■ Prompt
Retype each entry. Leave nothing out.

*** Opening of Data for review ***

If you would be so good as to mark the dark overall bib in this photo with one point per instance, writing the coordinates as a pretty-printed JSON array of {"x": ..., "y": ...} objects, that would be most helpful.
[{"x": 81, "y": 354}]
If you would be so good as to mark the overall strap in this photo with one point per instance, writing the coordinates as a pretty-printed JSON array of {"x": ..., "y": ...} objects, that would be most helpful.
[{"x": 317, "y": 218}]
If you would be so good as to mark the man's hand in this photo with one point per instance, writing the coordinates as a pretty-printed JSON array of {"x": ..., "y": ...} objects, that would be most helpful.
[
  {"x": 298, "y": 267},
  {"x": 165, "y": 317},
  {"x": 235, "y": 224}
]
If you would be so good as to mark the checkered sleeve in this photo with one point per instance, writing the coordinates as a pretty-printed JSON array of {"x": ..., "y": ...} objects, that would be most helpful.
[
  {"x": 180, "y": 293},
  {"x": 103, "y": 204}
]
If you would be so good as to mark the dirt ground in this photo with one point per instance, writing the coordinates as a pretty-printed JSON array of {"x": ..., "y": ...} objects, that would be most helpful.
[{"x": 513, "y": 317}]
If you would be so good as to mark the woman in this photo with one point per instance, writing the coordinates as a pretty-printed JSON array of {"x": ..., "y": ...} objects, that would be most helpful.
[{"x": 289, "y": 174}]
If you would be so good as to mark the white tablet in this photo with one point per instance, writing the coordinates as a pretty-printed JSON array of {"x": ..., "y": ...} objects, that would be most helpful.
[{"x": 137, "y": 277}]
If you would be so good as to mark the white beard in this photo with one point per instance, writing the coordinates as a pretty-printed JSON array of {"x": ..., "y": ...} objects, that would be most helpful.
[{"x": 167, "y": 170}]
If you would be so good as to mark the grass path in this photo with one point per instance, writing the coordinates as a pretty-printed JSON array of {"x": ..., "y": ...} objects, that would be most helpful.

*** Close of Data for review ***

■ Result of this exercise
If you would be so good as to mark the dark overall bib in this photo with one point per instance, writing the coordinates as a pretty-printed JSON array of {"x": ..., "y": ...} objects, that would be most helpful.
[{"x": 81, "y": 354}]
If you would be so good as to mark the overall strap in this photo with one point per instance, writing the coordinates as a pretty-printed JSON array of {"x": ..., "y": ...} objects, that would be most helpful.
[{"x": 317, "y": 218}]
If you would be so good as to mark the man's hand in this photo with one point per instance, writing the coordinates as a pretty-printed JSON array of {"x": ..., "y": ...} objects, that would be most helpful.
[
  {"x": 298, "y": 267},
  {"x": 165, "y": 317},
  {"x": 235, "y": 224}
]
If you would be so good as to mark the checkered sleeve in this photo with one point per instance, writing the coordinates as a pretty-printed JSON array of {"x": ..., "y": ...} objects, that would be most helpful.
[
  {"x": 180, "y": 293},
  {"x": 103, "y": 204}
]
If you would be so good as to mark the dirt ground in this photo with one point per instance, writing the coordinates as a pretty-printed JSON array of {"x": ..., "y": ...} objects, that would be most helpful.
[{"x": 513, "y": 317}]
If you would be so good as to mark the woman in this photo with one point per instance, writing the coordinates as a pretty-printed JSON array of {"x": ..., "y": ...} objects, that would be most helpful.
[{"x": 289, "y": 174}]
If you would be so good as to mark the white tablet in this photo with one point per instance, writing the coordinates as a pretty-printed JSON array of {"x": ..., "y": ...} objects, that would be most helpful.
[{"x": 137, "y": 277}]
If you would be so good as to mark the white beard in this photo with one point per instance, writing the coordinates as a pretty-printed JSON array of {"x": ..., "y": ...} objects, that would be most helpful.
[{"x": 167, "y": 170}]
If you would be so good as to mark the grass path in this photo with one point per instance, writing the coordinates as a pretty-printed JSON array of {"x": ..., "y": ...} objects, that would be most helpful.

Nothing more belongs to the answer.